#### [Data records]
+===+
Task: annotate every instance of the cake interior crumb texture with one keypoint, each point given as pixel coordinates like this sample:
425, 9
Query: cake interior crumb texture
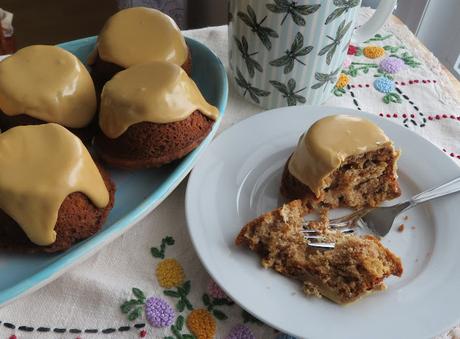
365, 179
355, 267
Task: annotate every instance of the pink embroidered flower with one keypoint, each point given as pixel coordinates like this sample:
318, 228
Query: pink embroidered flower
347, 62
352, 50
240, 332
158, 312
215, 291
391, 65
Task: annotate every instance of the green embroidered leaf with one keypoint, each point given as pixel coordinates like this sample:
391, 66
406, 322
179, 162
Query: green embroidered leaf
180, 306
157, 253
128, 305
219, 315
187, 286
291, 85
171, 293
139, 294
135, 314
176, 332
180, 322
169, 241
206, 300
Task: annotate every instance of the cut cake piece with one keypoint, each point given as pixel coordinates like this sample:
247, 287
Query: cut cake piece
342, 161
355, 267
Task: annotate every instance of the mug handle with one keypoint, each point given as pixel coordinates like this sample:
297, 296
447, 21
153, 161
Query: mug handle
381, 14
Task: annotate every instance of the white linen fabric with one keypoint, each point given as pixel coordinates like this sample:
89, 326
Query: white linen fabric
88, 297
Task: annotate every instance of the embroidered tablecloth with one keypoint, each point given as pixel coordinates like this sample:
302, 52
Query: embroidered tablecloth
150, 283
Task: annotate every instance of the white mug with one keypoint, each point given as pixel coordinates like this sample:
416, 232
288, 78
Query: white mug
285, 52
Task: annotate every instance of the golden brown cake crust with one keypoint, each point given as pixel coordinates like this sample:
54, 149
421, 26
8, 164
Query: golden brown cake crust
78, 219
148, 144
357, 265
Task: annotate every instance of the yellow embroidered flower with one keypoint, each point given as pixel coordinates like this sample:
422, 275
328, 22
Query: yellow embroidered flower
202, 324
342, 81
169, 273
373, 52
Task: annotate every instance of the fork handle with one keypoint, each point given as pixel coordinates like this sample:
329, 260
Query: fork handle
450, 187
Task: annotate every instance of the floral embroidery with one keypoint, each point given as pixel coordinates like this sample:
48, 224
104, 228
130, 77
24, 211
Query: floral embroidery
387, 86
215, 291
240, 332
391, 65
169, 273
384, 85
133, 307
202, 324
181, 293
158, 312
342, 81
160, 253
373, 52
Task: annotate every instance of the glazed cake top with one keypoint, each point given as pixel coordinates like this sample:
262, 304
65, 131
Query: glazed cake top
328, 142
159, 92
47, 83
138, 35
40, 166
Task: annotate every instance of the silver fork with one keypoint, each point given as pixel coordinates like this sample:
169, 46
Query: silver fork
381, 219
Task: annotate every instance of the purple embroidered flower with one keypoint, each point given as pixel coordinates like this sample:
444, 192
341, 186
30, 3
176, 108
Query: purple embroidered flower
215, 291
240, 332
384, 85
391, 65
158, 312
285, 336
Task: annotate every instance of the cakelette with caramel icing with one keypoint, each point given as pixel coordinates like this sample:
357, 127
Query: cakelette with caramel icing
39, 167
158, 92
138, 35
328, 142
47, 83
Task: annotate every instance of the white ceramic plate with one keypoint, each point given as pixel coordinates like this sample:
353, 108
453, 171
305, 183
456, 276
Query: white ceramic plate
238, 178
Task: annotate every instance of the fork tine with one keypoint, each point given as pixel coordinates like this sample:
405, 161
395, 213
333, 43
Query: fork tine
321, 245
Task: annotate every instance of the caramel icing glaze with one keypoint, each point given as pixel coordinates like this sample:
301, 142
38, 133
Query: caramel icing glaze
159, 92
138, 35
47, 83
39, 167
326, 145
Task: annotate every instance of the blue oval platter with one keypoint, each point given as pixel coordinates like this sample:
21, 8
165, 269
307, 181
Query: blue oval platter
138, 192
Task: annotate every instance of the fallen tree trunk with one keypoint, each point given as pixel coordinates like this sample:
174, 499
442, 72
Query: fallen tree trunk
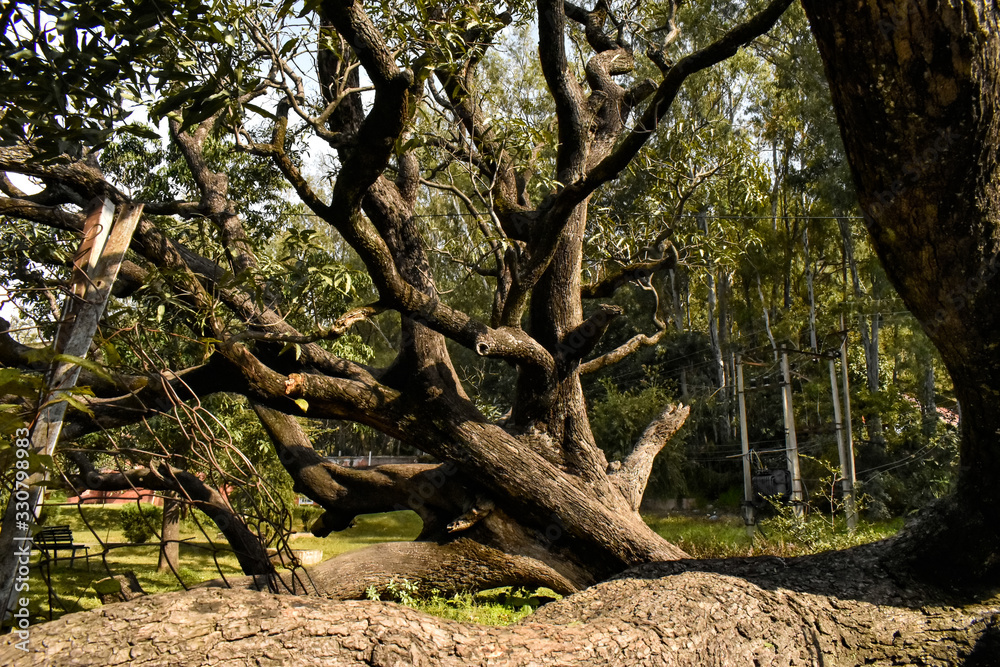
455, 567
831, 609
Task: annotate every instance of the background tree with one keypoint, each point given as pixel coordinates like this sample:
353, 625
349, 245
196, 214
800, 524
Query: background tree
529, 483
+===+
Hand back the data above exactly, leaving out all pictures.

#### [RESPONSE TO THE TASK]
Task: annotate every instance of the cake interior crumb texture with one keypoint, each point given as pixel coordinates like this sample:
425, 9
Query: cake interior crumb texture
365, 179
355, 267
Task: annotate every instance of the pink embroidered flower with one keypoint, each point given as pixel coordinates like this sample:
318, 228
Query: pink embroidered flower
347, 62
352, 50
240, 332
158, 312
215, 291
391, 65
Task: annotate every instance of the green embroidered leaf with one keypoint, each point given as pixel coordinates like this sample:
391, 66
406, 322
179, 162
Query: green embroidered leaf
180, 306
157, 253
128, 305
219, 315
187, 286
291, 85
171, 293
139, 294
135, 314
176, 332
180, 322
169, 241
206, 300
Task: annotate every instance of the cut cake piece with one keypoint, each point given as pixel coordinates like this sample:
247, 287
Query: cut cake piece
342, 161
355, 267
Task: annotate every instance of the mug handle with one keypoint, each point given as pixel coordinates like this sample:
297, 296
447, 21
153, 161
Query: mug handle
381, 14
Task: annotate every instance of the white linen fabric with one keypoint, each point given as pixel coordinates like this sample:
89, 326
Query: white linen fabric
88, 297
Task: annotate every instance of the embroidered tablecloth with one keypoint, each point given as pixel coordinates like this sample:
302, 52
Query: embroidered tablecloth
150, 283
Task: annotate every instance of the white mug with one keypoint, each point given as pixel coordinates like this sample:
416, 232
288, 78
Query: white mug
285, 52
Task: annotate every instance of the golden brown cake crust with one keypoint, each point given as pixel coordinates like this sample:
54, 149
421, 26
8, 164
Query: golden brown cake crust
78, 219
148, 144
357, 265
Task: annotate every instance of the yellow embroidered flower with one keypoint, each point given as pixel coordinates like this sample:
422, 275
328, 22
Query: yellow embroidered flower
202, 324
342, 81
169, 273
373, 52
Task: annotate every instance of the fork handle with one keypoint, each point given as pixel coordinates like this sample:
329, 260
Query: fork handle
450, 187
Task: annotate every instance of the floral embroidery with one keypoint, each point given as pixel coordinates like this sample:
48, 224
104, 228
130, 77
24, 211
Query: floral embroidery
387, 86
215, 291
240, 332
391, 65
169, 273
384, 85
133, 307
202, 324
181, 293
158, 312
342, 81
160, 253
373, 52
Task: annotate every instance of the glazed cake top with one keypoint, each point given as pixel coordinates like this sample:
262, 304
65, 131
Query: glazed cake top
328, 142
159, 92
47, 83
138, 35
40, 166
Task: annotate every instance of the silver fork with one keypoint, each point given as pixel coordinates like this sample:
169, 46
Query: silver fork
381, 219
Task: annotate every instance of the purple embroidered flower with one keypoint, each point given as pixel coordinates like this sample:
444, 192
341, 186
30, 3
176, 108
Query: purple embroidered flower
215, 291
240, 332
384, 85
391, 65
158, 312
285, 336
Task: annotate every instance of the cakelette with caramel icing with one keypoint, each point given as pixel coordinates like this sample:
357, 127
Query: cakelette with caramel icing
39, 167
158, 92
138, 35
328, 142
47, 83
Task: annotate every instance of the white ceramic plate with one keypoint, each point given as pixel coordinates like this sample:
353, 108
453, 171
305, 183
456, 276
Query: white ceramic plate
238, 178
Task: annotate every instance of the fork tine with one keypoint, each point given as pixel coordinates like this sample:
405, 161
395, 213
333, 43
Query: fork tine
321, 245
Task: annotate every instance of the caramel icing glaze with one keypoint, each point given as pixel coordinates like this sample:
301, 142
38, 133
Query: caramel icing glaze
159, 92
138, 35
47, 83
39, 167
326, 145
Task: annotate every instance of the blue oval platter with one keypoint, each point given as pixel coordinates like this sample:
21, 8
165, 269
307, 181
Query: blue oval platter
138, 192
Task: annotate every instance of the fallen tree trunk with one keypoint, each point given as pixel coordinates like this sample:
174, 499
442, 72
Query: fallen tree trunk
455, 567
831, 609
Task: annotate every instance of the background tree with one keypoint, each point given as pixel coordinates like this sample:
353, 625
349, 245
196, 214
800, 524
Query: background tree
529, 483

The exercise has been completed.